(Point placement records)

──────────────────────────────

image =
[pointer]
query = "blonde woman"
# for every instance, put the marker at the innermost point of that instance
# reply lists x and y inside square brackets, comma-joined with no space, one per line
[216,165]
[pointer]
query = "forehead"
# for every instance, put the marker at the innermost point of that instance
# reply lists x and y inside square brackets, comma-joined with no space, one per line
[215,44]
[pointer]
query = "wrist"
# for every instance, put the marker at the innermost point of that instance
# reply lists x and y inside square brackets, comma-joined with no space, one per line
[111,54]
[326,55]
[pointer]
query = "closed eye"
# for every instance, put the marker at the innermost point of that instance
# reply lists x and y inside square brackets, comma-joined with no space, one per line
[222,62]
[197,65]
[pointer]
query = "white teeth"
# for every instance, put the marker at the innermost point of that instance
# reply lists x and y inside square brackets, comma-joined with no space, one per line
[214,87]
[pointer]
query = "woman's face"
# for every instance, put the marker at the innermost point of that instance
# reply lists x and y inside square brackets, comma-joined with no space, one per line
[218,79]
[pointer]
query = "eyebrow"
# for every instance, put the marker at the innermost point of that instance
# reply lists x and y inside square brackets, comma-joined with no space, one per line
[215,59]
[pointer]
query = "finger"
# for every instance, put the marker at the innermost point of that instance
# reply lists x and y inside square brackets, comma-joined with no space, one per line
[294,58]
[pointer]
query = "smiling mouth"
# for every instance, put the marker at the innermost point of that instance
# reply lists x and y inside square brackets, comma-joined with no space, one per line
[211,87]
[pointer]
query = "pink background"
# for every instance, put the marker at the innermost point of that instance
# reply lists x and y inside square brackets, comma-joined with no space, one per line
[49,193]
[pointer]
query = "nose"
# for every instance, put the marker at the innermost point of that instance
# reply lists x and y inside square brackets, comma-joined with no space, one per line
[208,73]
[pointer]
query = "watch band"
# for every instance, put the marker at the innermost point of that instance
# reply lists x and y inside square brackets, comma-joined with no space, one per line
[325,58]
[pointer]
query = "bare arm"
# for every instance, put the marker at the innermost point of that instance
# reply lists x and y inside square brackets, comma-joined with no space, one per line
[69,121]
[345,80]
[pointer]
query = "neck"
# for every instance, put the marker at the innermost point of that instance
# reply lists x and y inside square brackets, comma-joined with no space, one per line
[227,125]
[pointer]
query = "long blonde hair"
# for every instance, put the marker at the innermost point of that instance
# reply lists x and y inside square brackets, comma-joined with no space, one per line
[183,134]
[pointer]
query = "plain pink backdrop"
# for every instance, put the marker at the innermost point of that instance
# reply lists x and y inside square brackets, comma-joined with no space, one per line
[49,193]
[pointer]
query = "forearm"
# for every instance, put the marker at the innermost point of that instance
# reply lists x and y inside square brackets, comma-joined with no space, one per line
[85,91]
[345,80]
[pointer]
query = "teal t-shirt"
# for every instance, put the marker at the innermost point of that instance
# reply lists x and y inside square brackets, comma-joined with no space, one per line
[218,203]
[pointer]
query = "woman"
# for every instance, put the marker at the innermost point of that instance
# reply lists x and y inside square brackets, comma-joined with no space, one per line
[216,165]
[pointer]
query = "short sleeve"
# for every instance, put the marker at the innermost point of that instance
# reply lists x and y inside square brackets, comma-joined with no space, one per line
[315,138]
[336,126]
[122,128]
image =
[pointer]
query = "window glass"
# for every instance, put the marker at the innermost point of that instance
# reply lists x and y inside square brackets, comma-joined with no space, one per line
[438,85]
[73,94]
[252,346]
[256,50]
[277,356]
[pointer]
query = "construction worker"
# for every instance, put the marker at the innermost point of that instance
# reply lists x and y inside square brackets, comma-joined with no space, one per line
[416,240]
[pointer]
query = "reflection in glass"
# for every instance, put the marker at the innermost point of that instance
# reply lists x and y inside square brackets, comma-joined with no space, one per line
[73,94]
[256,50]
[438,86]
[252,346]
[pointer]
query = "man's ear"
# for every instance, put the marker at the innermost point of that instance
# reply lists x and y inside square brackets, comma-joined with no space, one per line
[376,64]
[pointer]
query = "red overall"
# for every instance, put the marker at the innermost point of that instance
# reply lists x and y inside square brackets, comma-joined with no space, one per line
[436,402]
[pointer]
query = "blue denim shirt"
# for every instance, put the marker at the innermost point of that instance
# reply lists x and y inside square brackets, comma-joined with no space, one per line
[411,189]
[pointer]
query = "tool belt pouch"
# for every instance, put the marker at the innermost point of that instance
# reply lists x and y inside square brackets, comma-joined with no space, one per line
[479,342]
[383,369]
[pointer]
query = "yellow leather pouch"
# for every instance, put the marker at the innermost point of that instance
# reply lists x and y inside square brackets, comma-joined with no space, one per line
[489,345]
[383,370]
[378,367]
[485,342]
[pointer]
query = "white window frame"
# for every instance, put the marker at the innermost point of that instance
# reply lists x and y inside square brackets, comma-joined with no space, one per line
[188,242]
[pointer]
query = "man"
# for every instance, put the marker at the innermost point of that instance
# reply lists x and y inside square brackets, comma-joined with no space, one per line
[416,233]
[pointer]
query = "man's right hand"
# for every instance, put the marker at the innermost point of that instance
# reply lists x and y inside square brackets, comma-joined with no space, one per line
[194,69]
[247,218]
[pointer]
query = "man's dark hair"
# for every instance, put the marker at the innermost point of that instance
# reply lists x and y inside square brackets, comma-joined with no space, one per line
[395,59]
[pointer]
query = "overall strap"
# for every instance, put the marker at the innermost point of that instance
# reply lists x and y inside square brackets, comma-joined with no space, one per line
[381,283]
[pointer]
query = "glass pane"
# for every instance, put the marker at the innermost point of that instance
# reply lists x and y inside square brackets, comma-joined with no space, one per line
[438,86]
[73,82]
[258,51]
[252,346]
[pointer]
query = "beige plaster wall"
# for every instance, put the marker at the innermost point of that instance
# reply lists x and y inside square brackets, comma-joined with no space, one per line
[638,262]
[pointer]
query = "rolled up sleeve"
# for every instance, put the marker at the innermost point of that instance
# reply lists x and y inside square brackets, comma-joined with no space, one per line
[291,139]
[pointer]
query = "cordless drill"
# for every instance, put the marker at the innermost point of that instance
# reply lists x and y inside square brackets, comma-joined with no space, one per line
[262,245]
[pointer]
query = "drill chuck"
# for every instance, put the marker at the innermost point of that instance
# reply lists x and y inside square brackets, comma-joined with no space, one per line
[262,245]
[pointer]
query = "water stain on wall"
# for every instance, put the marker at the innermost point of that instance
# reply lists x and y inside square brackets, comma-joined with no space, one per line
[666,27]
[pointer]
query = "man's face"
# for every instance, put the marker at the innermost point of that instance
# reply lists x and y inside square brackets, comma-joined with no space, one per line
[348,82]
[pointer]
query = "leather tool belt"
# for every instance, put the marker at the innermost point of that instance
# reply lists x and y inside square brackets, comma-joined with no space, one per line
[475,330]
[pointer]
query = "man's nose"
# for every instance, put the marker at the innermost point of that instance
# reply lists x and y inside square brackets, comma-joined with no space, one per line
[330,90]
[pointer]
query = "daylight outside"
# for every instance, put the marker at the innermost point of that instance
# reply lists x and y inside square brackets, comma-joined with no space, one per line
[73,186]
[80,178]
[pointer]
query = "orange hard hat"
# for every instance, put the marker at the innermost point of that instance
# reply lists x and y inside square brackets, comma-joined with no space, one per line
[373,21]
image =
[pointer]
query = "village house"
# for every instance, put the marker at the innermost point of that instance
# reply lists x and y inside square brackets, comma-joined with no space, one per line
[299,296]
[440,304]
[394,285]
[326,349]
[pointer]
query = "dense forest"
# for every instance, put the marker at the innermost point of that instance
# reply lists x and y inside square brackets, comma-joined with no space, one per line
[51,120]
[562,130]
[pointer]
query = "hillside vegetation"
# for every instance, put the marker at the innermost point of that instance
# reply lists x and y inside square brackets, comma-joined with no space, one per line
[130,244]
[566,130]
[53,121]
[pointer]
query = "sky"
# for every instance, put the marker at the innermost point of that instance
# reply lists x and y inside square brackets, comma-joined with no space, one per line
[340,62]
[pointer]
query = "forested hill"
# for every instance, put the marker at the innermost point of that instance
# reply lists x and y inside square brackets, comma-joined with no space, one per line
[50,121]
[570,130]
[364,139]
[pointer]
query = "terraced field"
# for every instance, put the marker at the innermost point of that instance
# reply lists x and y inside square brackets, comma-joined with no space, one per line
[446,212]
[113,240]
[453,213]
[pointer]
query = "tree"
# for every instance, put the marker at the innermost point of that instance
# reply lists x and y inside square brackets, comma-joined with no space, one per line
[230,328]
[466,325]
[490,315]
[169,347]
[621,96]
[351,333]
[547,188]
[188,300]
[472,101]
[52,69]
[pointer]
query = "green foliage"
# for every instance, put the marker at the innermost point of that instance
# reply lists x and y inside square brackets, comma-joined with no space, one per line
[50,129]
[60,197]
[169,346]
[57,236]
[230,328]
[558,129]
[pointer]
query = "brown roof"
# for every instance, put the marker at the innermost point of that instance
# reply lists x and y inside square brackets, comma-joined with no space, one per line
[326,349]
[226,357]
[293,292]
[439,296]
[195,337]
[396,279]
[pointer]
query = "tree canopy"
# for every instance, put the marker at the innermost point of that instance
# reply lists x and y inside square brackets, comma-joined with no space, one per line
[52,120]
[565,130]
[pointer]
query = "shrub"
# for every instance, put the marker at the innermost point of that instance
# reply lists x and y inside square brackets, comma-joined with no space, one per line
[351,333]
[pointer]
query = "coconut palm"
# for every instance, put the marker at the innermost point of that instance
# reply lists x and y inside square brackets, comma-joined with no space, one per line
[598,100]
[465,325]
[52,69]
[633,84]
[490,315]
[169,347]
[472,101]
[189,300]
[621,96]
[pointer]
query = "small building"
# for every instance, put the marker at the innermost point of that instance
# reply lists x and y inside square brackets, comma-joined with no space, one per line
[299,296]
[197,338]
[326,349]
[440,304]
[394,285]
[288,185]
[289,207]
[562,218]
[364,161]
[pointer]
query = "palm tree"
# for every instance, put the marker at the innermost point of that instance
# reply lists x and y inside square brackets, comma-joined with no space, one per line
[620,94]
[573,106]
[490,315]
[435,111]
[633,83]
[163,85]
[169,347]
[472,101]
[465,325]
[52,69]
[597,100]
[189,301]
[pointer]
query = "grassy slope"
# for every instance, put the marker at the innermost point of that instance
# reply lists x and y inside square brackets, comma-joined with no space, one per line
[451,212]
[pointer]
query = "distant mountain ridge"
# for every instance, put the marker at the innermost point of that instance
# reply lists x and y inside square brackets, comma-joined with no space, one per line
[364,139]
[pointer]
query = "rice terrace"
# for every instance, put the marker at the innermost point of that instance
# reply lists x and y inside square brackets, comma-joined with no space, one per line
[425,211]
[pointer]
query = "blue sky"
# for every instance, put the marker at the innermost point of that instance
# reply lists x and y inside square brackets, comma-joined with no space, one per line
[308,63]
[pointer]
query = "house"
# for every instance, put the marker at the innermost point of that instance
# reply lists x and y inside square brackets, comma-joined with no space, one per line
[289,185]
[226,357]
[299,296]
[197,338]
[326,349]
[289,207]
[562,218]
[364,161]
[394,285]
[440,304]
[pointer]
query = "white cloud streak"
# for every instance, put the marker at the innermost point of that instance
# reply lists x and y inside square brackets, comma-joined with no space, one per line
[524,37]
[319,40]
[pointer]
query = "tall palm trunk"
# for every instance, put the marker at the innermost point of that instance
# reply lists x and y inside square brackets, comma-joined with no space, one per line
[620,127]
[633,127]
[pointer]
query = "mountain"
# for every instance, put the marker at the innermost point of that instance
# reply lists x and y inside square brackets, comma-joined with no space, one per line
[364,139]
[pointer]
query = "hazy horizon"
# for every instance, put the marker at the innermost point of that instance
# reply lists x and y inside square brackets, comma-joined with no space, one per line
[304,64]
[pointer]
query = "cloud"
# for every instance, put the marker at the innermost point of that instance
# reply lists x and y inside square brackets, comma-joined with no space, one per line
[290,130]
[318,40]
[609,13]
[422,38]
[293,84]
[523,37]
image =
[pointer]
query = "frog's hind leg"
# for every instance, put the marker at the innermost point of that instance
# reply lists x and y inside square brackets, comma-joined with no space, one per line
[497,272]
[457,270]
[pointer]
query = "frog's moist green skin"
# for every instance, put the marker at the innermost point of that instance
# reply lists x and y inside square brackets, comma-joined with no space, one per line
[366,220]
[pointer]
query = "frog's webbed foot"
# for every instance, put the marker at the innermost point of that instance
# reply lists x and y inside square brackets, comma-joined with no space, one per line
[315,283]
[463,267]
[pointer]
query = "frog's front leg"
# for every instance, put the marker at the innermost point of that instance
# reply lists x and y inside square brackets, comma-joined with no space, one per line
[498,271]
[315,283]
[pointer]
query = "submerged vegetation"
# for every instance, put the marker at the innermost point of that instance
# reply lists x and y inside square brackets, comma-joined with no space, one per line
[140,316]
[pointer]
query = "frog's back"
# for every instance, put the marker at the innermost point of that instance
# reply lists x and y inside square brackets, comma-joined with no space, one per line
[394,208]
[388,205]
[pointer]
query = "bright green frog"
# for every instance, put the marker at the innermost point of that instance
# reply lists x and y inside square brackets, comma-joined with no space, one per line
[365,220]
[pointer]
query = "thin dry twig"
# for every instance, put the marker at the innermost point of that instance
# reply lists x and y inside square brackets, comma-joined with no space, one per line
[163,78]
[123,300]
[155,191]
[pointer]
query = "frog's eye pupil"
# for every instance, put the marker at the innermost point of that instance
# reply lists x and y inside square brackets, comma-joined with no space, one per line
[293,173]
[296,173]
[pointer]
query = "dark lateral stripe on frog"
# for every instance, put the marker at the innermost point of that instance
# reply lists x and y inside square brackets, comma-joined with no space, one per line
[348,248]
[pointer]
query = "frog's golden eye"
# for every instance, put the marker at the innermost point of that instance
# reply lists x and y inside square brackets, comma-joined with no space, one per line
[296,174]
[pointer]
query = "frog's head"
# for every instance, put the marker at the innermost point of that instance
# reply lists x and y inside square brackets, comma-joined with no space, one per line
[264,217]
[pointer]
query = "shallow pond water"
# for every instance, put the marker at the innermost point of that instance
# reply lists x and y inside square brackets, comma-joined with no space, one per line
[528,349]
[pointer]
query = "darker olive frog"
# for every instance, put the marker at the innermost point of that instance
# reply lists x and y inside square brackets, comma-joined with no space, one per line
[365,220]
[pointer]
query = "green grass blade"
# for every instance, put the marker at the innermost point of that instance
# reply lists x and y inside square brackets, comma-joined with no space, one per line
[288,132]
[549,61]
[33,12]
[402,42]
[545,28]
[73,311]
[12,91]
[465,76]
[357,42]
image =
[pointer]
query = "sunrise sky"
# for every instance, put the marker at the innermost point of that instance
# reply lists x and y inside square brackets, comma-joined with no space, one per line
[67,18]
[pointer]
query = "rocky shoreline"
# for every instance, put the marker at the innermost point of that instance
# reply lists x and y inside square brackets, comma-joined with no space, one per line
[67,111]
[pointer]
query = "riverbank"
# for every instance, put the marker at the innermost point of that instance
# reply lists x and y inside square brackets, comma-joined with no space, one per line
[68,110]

──────────────────────────────

GIVEN INSTRUCTION
Please return every line of the listing above that contains the string "green".

RESULT OF THIS TASK
query = "green foliage"
query = "frog's moist green skin"
query = "bright green frog"
query = "green grass blade"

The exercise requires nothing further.